───── Dataset extract
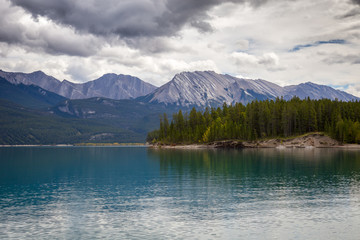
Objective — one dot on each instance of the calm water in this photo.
(140, 193)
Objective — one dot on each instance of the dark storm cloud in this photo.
(44, 39)
(341, 59)
(127, 18)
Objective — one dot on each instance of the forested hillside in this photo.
(262, 119)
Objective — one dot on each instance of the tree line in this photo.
(262, 119)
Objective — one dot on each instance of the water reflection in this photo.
(140, 193)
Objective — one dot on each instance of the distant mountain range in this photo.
(186, 89)
(36, 108)
(211, 89)
(109, 85)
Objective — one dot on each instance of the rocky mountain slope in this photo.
(30, 96)
(211, 89)
(109, 85)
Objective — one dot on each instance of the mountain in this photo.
(127, 114)
(211, 89)
(108, 86)
(20, 125)
(28, 95)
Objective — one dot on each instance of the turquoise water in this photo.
(141, 193)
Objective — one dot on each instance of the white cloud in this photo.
(248, 41)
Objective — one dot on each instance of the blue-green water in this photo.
(141, 193)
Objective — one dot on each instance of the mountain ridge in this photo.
(116, 86)
(208, 88)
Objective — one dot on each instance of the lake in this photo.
(142, 193)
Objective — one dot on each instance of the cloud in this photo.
(43, 35)
(334, 41)
(127, 18)
(342, 58)
(267, 60)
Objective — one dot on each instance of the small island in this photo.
(300, 123)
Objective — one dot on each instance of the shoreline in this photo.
(79, 145)
(308, 141)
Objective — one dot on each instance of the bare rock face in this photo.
(211, 89)
(108, 86)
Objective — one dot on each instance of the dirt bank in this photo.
(314, 140)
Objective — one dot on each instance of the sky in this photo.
(283, 41)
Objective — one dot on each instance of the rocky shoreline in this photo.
(314, 140)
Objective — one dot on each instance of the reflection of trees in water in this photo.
(285, 165)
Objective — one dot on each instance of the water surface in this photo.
(141, 193)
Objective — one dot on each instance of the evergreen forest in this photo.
(261, 120)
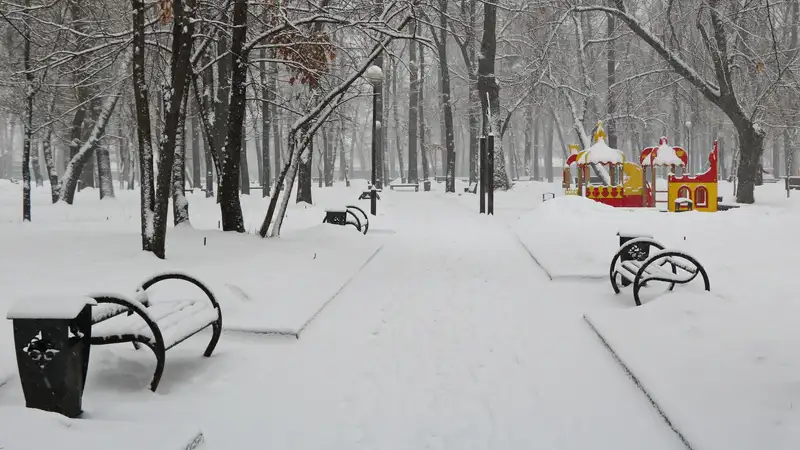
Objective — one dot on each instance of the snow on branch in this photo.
(76, 163)
(708, 89)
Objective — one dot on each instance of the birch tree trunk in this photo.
(444, 75)
(490, 93)
(413, 110)
(230, 205)
(105, 178)
(180, 206)
(26, 148)
(143, 130)
(265, 126)
(244, 170)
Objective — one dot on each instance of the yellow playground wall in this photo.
(674, 187)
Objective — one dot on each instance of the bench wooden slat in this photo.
(165, 314)
(158, 325)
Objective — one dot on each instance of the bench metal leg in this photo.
(216, 329)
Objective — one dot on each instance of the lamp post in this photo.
(374, 75)
(689, 144)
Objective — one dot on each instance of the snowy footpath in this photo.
(451, 337)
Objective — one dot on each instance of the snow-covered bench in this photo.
(349, 215)
(668, 266)
(159, 325)
(404, 186)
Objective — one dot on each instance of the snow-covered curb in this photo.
(726, 371)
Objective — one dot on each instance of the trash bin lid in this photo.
(49, 307)
(627, 233)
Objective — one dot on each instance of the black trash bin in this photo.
(335, 216)
(636, 252)
(51, 340)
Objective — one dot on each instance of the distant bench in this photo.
(159, 325)
(404, 186)
(635, 263)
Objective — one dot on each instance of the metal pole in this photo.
(482, 174)
(373, 201)
(490, 173)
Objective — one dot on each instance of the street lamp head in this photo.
(374, 75)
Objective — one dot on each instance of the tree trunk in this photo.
(244, 170)
(37, 169)
(104, 176)
(49, 162)
(304, 175)
(537, 144)
(344, 163)
(421, 115)
(330, 153)
(611, 68)
(195, 147)
(180, 206)
(528, 142)
(87, 174)
(230, 205)
(751, 142)
(413, 108)
(776, 157)
(490, 93)
(275, 118)
(444, 74)
(383, 141)
(182, 31)
(265, 125)
(69, 181)
(548, 152)
(26, 148)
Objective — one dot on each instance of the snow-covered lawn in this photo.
(439, 328)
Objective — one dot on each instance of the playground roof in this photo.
(601, 153)
(664, 155)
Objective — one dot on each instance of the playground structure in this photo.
(625, 184)
(700, 190)
(621, 181)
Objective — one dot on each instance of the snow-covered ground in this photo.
(439, 329)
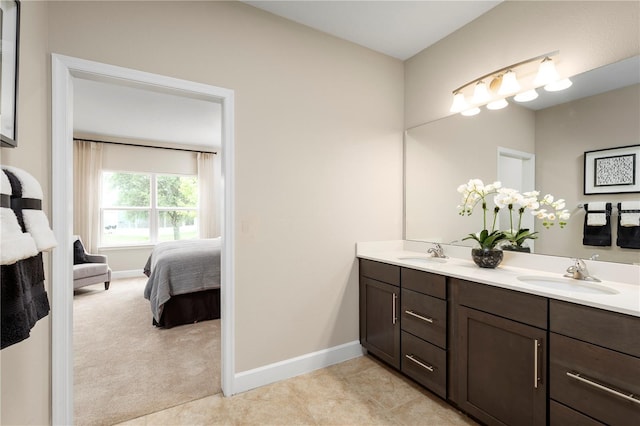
──────────
How many lines in the entries above contain the word "cloud"? Reply with the number only.

• [Completed exercise]: 3